● **Your task**
Print the material below verbatim, line for line, without altering anything.

● **Data supplied**
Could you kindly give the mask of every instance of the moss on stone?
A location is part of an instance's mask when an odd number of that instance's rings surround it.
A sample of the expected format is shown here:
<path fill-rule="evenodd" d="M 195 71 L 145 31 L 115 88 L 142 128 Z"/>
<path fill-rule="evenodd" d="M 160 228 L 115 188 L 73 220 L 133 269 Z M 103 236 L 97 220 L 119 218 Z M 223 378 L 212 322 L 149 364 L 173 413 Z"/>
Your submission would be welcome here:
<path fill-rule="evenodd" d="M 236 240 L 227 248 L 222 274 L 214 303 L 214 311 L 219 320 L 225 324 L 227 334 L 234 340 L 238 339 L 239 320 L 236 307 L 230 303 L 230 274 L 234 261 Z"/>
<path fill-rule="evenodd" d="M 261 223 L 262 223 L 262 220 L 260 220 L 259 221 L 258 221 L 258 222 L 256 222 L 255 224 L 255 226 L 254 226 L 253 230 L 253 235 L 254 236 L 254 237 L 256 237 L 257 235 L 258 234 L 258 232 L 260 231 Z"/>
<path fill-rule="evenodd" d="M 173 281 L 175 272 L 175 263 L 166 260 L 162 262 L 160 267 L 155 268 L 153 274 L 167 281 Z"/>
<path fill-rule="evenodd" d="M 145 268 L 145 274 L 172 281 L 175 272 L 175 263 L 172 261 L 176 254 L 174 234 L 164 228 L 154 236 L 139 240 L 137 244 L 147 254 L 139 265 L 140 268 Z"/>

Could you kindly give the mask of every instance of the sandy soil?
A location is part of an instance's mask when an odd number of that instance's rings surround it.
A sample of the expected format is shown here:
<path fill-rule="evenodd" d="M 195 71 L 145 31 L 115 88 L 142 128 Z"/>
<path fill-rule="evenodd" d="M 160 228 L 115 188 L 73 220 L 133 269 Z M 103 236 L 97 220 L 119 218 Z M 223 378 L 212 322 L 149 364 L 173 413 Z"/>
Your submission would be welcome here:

● **Finished exercise**
Could you kindly give the mask of every instance of the moss on stone?
A location is part of an instance's mask when an odd number of that instance's rings surround it.
A sample of the expected format is shown here:
<path fill-rule="evenodd" d="M 195 71 L 145 31 L 115 88 L 142 128 Z"/>
<path fill-rule="evenodd" d="M 160 228 L 115 188 L 73 220 L 133 269 Z M 103 236 L 97 220 L 119 218 Z M 223 378 L 212 322 L 149 364 L 173 413 Z"/>
Your submission would be welcome here:
<path fill-rule="evenodd" d="M 236 240 L 227 248 L 222 274 L 214 303 L 214 311 L 219 320 L 225 324 L 227 334 L 234 340 L 238 339 L 239 320 L 236 307 L 230 303 L 230 274 L 234 261 Z"/>
<path fill-rule="evenodd" d="M 261 223 L 262 223 L 262 220 L 260 220 L 259 221 L 258 221 L 258 222 L 256 222 L 255 224 L 255 226 L 254 226 L 253 230 L 253 235 L 254 236 L 254 237 L 256 237 L 257 235 L 258 234 L 258 232 L 260 231 Z"/>
<path fill-rule="evenodd" d="M 173 281 L 175 272 L 175 263 L 166 260 L 162 262 L 160 267 L 155 268 L 153 274 L 167 281 Z"/>
<path fill-rule="evenodd" d="M 145 268 L 145 274 L 172 281 L 175 272 L 175 263 L 172 261 L 176 254 L 174 234 L 164 228 L 154 236 L 139 240 L 137 244 L 147 254 L 139 265 L 140 268 Z"/>

Could you kindly give the mask of every instance of the sandy soil?
A location is part of an instance's mask when an odd number of that instance's rings surround it.
A sample of the expected format is shown here:
<path fill-rule="evenodd" d="M 195 71 L 145 31 L 115 88 L 142 128 Z"/>
<path fill-rule="evenodd" d="M 160 228 L 115 188 L 73 220 L 133 269 Z M 103 236 L 97 220 L 119 218 Z M 223 378 L 212 322 L 149 364 L 173 413 Z"/>
Your submission would be welcome here:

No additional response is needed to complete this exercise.